- **TASK REQUIREMENTS**
Lines from the one containing "Could you identify the street" through the last line of the records below are to be repeated exactly.

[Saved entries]

———

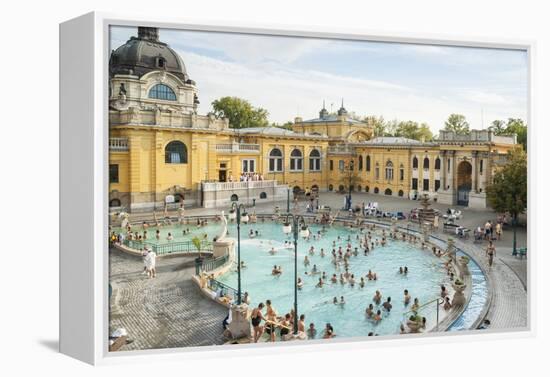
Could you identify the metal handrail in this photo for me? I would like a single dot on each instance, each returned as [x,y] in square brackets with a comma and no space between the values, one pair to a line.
[185,247]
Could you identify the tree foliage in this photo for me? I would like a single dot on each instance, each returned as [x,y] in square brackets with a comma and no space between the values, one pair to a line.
[413,130]
[457,123]
[240,112]
[512,126]
[508,191]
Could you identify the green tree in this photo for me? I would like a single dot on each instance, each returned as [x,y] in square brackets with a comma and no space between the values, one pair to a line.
[412,130]
[378,124]
[240,112]
[508,191]
[458,124]
[518,127]
[497,126]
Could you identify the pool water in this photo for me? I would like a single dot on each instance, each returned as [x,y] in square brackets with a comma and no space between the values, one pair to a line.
[477,302]
[423,280]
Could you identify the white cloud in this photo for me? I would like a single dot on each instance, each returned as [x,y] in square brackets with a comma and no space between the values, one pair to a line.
[482,84]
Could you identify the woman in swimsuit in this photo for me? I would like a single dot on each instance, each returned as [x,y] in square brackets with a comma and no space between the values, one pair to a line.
[256,319]
[491,251]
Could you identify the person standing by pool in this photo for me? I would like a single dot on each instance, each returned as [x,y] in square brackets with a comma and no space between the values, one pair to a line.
[329,332]
[150,263]
[311,331]
[302,324]
[256,319]
[499,230]
[491,252]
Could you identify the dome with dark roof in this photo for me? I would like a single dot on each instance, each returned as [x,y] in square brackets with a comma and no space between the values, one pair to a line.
[146,53]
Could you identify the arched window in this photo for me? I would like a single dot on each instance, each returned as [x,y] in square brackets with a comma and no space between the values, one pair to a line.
[296,160]
[314,160]
[115,203]
[163,92]
[389,171]
[175,153]
[275,160]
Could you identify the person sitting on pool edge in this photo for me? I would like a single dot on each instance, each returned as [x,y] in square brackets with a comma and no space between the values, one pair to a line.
[387,305]
[256,318]
[329,332]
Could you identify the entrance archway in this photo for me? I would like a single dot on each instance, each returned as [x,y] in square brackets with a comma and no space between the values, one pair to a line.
[463,182]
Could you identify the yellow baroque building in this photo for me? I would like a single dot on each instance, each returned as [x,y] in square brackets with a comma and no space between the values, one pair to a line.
[161,152]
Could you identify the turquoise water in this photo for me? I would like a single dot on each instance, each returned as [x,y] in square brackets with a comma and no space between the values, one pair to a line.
[423,280]
[477,302]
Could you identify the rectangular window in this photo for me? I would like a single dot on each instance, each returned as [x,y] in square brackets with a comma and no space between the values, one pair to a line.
[280,164]
[315,164]
[249,166]
[113,173]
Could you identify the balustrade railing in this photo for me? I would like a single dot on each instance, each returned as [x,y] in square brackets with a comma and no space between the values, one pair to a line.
[118,144]
[185,247]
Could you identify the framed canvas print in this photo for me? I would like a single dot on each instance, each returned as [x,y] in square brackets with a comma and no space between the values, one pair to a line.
[249,188]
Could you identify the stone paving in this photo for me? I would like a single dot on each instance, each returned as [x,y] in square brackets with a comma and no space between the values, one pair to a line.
[165,312]
[169,311]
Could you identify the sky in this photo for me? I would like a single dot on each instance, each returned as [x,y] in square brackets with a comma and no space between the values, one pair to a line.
[292,76]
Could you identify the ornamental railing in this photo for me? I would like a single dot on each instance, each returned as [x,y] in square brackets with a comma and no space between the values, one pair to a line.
[118,144]
[185,247]
[219,186]
[237,147]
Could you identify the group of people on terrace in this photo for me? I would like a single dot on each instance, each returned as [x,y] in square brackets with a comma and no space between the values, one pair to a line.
[247,177]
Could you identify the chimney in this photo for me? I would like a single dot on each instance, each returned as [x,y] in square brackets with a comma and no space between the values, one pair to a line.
[148,33]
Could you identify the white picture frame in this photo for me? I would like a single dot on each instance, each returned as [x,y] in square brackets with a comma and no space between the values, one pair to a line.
[84,305]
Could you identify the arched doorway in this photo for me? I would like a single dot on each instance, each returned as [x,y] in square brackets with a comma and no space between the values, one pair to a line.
[463,182]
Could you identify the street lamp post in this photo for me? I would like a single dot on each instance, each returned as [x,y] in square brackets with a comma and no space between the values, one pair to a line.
[288,200]
[244,217]
[288,227]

———

- **RESPONSE**
Could you identify the street lamp post in this photo for me? I would like a single dot on each instance, each returned as [x,y] in square brackets with a comma and no space between the values, one pair to a line.
[288,200]
[244,217]
[288,227]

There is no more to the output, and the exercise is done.